╭─ Material provided
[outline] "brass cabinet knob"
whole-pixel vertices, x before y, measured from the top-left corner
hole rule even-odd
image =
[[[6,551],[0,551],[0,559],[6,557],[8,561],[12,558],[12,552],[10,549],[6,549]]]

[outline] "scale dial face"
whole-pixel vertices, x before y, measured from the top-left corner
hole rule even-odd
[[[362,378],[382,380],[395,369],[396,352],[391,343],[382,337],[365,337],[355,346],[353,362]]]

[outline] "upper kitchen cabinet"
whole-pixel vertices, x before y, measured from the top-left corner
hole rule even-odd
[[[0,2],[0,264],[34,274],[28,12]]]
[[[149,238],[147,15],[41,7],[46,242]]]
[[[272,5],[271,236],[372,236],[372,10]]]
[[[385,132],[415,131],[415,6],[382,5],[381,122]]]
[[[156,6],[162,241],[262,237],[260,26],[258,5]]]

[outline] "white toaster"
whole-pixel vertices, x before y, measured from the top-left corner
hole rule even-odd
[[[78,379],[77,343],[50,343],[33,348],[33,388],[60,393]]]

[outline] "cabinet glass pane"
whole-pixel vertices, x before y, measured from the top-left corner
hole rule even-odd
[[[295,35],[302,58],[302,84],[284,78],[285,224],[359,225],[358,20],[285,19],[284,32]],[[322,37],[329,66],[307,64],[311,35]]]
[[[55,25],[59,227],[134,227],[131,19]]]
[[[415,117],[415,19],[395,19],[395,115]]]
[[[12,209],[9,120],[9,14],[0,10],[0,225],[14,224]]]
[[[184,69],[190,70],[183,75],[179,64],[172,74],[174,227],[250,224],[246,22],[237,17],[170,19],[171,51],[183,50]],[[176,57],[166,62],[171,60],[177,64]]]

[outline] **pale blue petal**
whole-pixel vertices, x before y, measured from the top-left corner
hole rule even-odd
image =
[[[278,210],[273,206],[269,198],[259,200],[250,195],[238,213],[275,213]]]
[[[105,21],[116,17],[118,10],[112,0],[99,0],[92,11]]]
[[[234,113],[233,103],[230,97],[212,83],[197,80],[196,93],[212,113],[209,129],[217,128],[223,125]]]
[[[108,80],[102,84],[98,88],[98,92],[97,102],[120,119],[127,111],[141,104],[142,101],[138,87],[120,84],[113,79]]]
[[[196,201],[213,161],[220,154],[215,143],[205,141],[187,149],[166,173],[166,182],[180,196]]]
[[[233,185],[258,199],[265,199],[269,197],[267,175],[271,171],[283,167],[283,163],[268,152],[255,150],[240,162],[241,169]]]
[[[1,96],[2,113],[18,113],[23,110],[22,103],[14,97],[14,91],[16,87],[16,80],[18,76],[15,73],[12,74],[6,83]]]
╰─
• Given instruction: Reproduce exactly the line that holds "[outline] **pale blue petal**", then every line after it, ending with the final line of the records above.

• Result:
[outline] **pale blue petal**
whole-pixel vertices, x before y, measured from the top-left corner
hole rule even-odd
image =
[[[278,210],[273,206],[269,198],[259,200],[250,195],[238,213],[275,213]]]
[[[105,21],[116,17],[118,10],[112,0],[99,0],[92,11]]]
[[[234,113],[233,103],[230,97],[212,83],[197,80],[196,93],[212,113],[209,129],[217,128],[223,125]]]
[[[108,80],[102,84],[98,88],[98,92],[97,102],[120,119],[127,111],[141,104],[142,101],[138,87],[120,84],[113,79]]]
[[[196,201],[213,161],[220,154],[215,143],[205,141],[187,149],[166,173],[166,182],[180,196]]]
[[[233,185],[258,199],[265,199],[269,197],[267,175],[271,171],[283,167],[283,163],[268,152],[255,150],[240,162],[241,169]]]
[[[1,96],[2,113],[18,113],[23,110],[22,103],[14,97],[14,91],[16,87],[16,80],[18,76],[15,73],[12,74],[6,83]]]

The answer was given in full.